> Selected text:
---

Showing posts with label Disney. Show all posts
Showing posts with label Disney. Show all posts

Tuesday, May 22, 2007

BEDKNOBS AND BROOMSTICKS & FINALE WEEK

This morning I was woken by my little lovebug's kisses. He said, "Let me in with you Mommy. It's so cold and your so warm and comfortable and cute". Only through the eyes of my child, could I be cute in the morning these days. He really is all I need to get out of bed every day. He is better than any cup of coffee or the sun shining through the windows.

Today his tactics were while jumping on my bed with me in it and yelling "I KNOW!! LETS DO BEDKNOBS!!

Next thing you know he is saying magical words and first stop - DISNEY WORLD!!
  • Mommy, I don't know how elephant's fly!! Look at Dumbo with Lumpy!! (Heffalump from Winnie the Pooh) Mickey is here!! Mommy!!! Say Hello to Micky!! I said "Honey, You know Mommy doesn't like mice"... He said "HE"S FRIENDLY!!" I then told him the only mice I ever liked were Cinderella's. Next thing you know...BAM! There in my bed!! And coming out of the cracks they live in the walls. He held little Gus in his hand while I petted his fur. He took him off the bed and put him on the table and then said "He's such a chubby little guy". I said "Do you know who Mommy has always wanted to meet ever since she was a little girl?" He said "Buzz Lightyear". I said, "CINDERELLA!!" BAM!! Cinderella was there with me in bed. I told her how I always wanted to have tea with her.

---

> What the task requires:
Answer these about the Disney post above:
(a) What date appears on the post?
(b) What is the first stop after the child says the magical words?
(c) Which mouse does the child hold in his hand?

> Material shown:
---

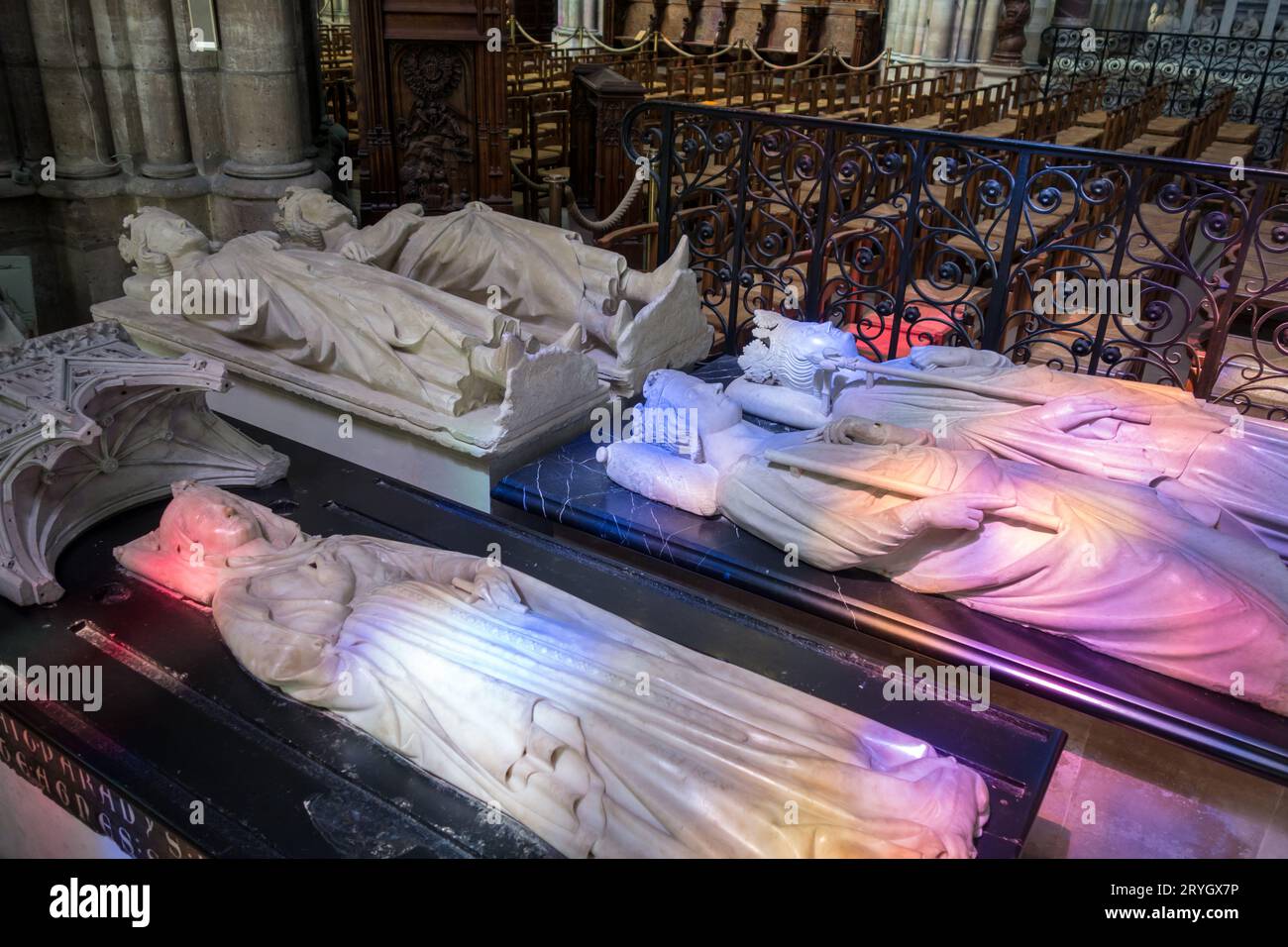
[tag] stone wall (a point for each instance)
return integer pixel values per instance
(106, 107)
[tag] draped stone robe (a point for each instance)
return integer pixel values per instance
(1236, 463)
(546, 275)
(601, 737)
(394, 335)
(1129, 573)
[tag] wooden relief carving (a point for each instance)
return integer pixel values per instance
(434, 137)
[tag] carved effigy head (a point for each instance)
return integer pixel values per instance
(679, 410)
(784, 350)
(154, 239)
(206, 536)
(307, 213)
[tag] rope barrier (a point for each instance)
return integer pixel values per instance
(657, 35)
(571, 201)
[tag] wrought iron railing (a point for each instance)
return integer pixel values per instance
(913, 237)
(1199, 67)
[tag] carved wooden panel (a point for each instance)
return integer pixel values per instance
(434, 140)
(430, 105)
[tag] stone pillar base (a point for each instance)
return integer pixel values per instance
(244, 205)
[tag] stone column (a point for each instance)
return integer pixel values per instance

---

> Result of this task:
(a) Tuesday, May 22, 2007
(b) Disney World
(c) Gus